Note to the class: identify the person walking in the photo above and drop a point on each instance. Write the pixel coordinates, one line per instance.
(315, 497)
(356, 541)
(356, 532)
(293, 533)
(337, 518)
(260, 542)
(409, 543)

::::::::::

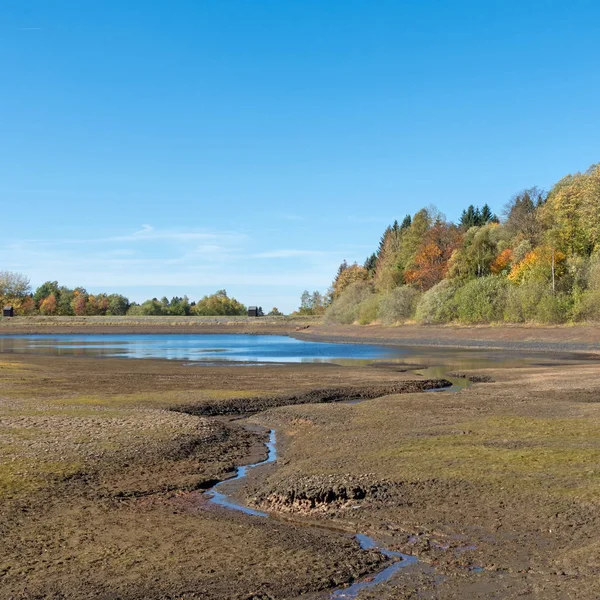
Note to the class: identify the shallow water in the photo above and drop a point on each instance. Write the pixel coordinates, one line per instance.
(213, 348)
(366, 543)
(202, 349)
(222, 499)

::::::::::

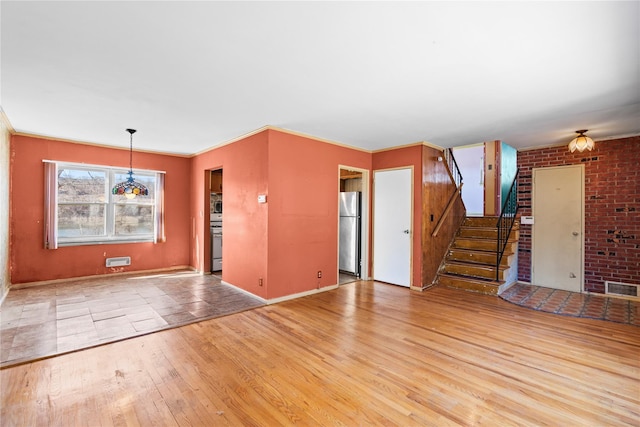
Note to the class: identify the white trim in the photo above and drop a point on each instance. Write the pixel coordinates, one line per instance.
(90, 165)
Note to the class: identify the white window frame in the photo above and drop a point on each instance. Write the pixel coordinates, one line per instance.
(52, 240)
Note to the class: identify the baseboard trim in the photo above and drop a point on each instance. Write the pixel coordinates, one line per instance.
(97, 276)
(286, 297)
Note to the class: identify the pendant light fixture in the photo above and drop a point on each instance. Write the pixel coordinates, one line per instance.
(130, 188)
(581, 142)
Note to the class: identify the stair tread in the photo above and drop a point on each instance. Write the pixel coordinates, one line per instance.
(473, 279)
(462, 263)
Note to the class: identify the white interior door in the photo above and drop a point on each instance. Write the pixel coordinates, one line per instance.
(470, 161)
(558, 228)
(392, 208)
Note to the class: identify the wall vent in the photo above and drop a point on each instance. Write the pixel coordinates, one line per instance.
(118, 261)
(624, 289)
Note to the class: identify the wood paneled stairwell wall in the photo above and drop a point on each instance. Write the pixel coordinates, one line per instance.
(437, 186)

::::::::::

What is needed: Please locate every line in the records that contains the word "above" and copy each of those lines. Case counts.

Solution to this problem:
Note to the class: identify the person walking in the photo above and drop a point on each instance. Write the pixel coordinates, one line per instance.
Note to the class: identify the shallow water in the photo above and drop a point on each instance. Write the pixel coordinates, one line per instance.
Note to the class: identify the white trim in the photo above and drop a point on each instance. Write the pixel coordinates, one line per instance.
Note to the class: identify the white window frame in the photo above and drop a point on each instance. Write the pixel coordinates, one line per instance.
Note to the class: identify the baseboard trim in the photo above and drop a point on each instance. Write the pixel coordinates, one line per instance.
Note to the class: identify the pendant light fixture in the photo above and drop a point on each instance. Write the pixel coordinates, one line per instance.
Note to the class: identify the stair tread in the photo above and drop a point on each instance. Write the pixel coordinates, one line per instance.
Note to the class: identify the white interior door in the photo above and drop a point on each instance. Write the pixel coordinates, one line per instance.
Note to the class: identify the wall vent in the photo above and drop a point on each instance. Write the pixel coordinates, one line per instance.
Note to the class: identify the wood paneled stairwell wall in the photo above and drop a point on each instance. Write the pixel coordinates, one line per instance.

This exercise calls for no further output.